▶ _Text section_:
##########

Waiting times for an external consultation oscillate between 25 and 69 days – according to the Federation of Associations in Defence of Public Health with data for 2015.

The divergence in waiting times comes as a result of the cuts and has become ‘a serious problem for public health’ noted the federation using health ministry data from the minister Dolors Montserrat

These averages ‘are very different’ according to each region, data gathered only among the autonomous regions which makes national comparisons almost impossible and accessing national data leaves much to be desired’ given on occasions ‘they are not offered to the public’

The document also laments the ‘manipulation and massaging of data’ using different accounting techniques, for example ‘when a patient has been waiting a very long time it is reclassified from ‘transitory’ to ‘not-programmed’ and then later returned to ‘transitory’ when the day count returns to zero’

16 Spanish autonomous regions have their own health service and such divergence upsets the patients who ‘are increasingly concerned about the public health system’ and consequently with the effects on social and economic factors, late diagnosis, inequality in accessing these services and overworked medical staff.

‘The continued lack of control is a symptom of the deterioration of our public health service’ noted the federation noting any waiting list reveals a shortage of services.

To correct these imbalances the organisation demands starting from scratch with a basic analysis to establish first priorities and to then assign the corresponding health services, with the full collaboration of patients and citizens and implicated the Government’s management.

A strategic plan to guarantee equality and rationality in waiting lists, establishing priorities and compromises to prioritise surgical interventions and to ensure palliative care when needed, and to ensure that each and every region offer simultaneous health coverage.

This can be done by quantifying the numbers of beds, surgeons, diagnostic measures on demand, opening operating theatres in the afternoon and to develop mobile surgery units and better coordination between First Aid and specialist services to coordinate waiting times.

Not forgetting the work and professionalism of all the health workers and noting however they deserve more rewards and incentives to reach higher objectives and to ensure the Spanish public health services are fully equipped to face the challenges of an ever older generation.

##########

[Saved entries]
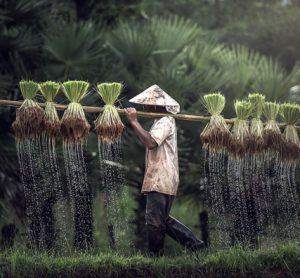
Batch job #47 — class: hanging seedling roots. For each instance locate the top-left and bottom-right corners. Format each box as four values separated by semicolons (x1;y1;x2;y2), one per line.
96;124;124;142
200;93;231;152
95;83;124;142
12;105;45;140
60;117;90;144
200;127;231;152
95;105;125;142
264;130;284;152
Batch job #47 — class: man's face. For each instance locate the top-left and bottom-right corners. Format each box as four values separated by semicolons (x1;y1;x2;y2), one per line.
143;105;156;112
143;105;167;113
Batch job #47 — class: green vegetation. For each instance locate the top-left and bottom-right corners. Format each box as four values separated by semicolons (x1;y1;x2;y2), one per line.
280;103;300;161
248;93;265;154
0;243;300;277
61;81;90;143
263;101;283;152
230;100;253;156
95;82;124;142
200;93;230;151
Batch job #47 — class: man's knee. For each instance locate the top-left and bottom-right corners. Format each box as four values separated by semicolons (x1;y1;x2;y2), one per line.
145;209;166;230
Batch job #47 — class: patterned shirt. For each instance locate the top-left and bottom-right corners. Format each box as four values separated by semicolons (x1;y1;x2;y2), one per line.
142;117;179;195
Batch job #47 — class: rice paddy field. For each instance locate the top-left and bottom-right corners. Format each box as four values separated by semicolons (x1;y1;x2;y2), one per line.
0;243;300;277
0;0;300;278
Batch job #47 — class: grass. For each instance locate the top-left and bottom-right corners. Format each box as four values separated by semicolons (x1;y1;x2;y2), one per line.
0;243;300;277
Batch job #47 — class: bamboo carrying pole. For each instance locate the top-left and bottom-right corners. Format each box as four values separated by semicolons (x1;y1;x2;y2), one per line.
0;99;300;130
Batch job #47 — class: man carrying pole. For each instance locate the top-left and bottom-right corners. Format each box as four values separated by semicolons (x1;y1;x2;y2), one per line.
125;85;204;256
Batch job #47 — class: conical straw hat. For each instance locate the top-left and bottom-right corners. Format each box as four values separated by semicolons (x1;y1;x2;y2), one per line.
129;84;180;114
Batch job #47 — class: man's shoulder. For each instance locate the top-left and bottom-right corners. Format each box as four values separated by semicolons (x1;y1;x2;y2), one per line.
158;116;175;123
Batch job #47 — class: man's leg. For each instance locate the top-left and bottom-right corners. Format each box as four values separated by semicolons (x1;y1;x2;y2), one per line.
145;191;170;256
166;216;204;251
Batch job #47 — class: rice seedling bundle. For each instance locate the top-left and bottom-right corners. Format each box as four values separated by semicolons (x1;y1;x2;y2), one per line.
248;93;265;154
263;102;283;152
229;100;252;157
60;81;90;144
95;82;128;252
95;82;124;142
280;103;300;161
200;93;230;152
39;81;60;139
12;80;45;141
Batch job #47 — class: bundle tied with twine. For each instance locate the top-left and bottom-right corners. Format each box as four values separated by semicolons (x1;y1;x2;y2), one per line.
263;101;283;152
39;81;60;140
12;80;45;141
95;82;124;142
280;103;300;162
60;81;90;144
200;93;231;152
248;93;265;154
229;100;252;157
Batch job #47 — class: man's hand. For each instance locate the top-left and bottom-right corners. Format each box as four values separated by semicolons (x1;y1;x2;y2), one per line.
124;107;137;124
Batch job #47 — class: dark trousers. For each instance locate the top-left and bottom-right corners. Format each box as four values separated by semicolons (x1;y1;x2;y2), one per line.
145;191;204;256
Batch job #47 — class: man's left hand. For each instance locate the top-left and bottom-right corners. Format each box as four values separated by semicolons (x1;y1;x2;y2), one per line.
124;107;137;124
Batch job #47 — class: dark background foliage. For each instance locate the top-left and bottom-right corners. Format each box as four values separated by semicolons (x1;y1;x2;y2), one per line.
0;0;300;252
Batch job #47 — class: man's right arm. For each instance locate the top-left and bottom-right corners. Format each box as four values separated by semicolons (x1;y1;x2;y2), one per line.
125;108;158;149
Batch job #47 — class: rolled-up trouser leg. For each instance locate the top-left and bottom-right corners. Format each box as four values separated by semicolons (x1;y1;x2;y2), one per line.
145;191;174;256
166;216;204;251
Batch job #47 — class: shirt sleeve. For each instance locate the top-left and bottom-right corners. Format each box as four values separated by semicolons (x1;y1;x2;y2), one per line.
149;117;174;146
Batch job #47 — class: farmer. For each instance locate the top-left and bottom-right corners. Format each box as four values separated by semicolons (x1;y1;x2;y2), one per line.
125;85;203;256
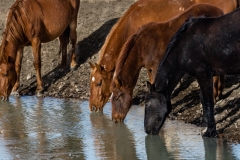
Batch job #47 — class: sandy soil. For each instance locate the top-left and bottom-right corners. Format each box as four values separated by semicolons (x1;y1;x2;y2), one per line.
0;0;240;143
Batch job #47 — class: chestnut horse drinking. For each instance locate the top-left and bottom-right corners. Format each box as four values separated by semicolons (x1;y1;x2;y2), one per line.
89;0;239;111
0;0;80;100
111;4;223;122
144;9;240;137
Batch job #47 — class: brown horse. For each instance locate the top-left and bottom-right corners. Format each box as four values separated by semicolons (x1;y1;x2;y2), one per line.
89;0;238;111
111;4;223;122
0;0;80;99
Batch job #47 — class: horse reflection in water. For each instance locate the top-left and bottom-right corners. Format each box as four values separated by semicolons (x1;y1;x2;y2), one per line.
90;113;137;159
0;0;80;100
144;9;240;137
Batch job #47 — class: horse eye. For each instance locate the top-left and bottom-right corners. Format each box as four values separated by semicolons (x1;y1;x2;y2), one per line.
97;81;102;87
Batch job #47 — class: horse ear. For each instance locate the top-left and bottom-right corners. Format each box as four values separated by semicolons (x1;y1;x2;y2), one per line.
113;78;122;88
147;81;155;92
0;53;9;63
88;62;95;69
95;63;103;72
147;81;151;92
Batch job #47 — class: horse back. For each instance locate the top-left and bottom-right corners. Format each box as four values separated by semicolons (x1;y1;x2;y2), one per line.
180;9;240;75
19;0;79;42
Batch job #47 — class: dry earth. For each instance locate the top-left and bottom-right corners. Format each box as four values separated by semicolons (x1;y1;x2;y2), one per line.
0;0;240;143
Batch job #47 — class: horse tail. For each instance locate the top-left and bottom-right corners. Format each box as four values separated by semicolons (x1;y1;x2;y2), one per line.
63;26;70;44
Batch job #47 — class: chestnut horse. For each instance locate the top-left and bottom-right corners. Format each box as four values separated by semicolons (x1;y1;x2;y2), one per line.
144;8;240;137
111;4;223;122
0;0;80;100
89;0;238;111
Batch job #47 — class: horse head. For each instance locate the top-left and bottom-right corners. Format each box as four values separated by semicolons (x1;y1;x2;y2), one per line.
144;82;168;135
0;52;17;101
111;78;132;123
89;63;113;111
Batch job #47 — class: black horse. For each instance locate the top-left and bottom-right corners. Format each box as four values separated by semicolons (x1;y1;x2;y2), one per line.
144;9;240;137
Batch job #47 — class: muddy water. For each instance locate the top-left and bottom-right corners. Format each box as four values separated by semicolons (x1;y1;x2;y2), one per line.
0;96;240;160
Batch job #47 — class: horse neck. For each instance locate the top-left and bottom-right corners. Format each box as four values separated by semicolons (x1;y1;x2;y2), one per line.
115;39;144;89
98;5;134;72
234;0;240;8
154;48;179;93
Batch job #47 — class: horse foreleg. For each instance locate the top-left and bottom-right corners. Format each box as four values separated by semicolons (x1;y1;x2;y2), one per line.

##########

▶ _Task details_: Can you extract the article on waiting times in Spain's public health system and reproduce all of it word for word?

▶ _Task response_:
Waiting times for an external consultation oscillate between 25 and 69 days – according to the Federation of Associations in Defence of Public Health with data for 2015.

The divergence in waiting times comes as a result of the cuts and has become ‘a serious problem for public health’ noted the federation using health ministry data from the minister Dolors Montserrat

These averages ‘are very different’ according to each region, data gathered only among the autonomous regions which makes national comparisons almost impossible and accessing national data leaves much to be desired’ given on occasions ‘they are not offered to the public’

The document also laments the ‘manipulation and massaging of data’ using different accounting techniques, for example ‘when a patient has been waiting a very long time it is reclassified from ‘transitory’ to ‘not-programmed’ and then later returned to ‘transitory’ when the day count returns to zero’

16 Spanish autonomous regions have their own health service and such divergence upsets the patients who ‘are increasingly concerned about the public health system’ and consequently with the effects on social and economic factors, late diagnosis, inequality in accessing these services and overworked medical staff.

‘The continued lack of control is a symptom of the deterioration of our public health service’ noted the federation noting any waiting list reveals a shortage of services.

To correct these imbalances the organisation demands starting from scratch with a basic analysis to establish first priorities and to then assign the corresponding health services, with the full collaboration of patients and citizens and implicated the Government’s management.

A strategic plan to guarantee equality and rationality in waiting lists, establishing priorities and compromises to prioritise surgical interventions and to ensure palliative care when needed, and to ensure that each and every region offer simultaneous health coverage.

This can be done by quantifying the numbers of beds, surgeons, diagnostic measures on demand, opening operating theatres in the afternoon and to develop mobile surgery units and better coordination between First Aid and specialist services to coordinate waiting times.

Not forgetting the work and professionalism of all the health workers and noting however they deserve more rewards and incentives to reach higher objectives and to ensure the Spanish public health services are fully equipped to face the challenges of an ever older generation.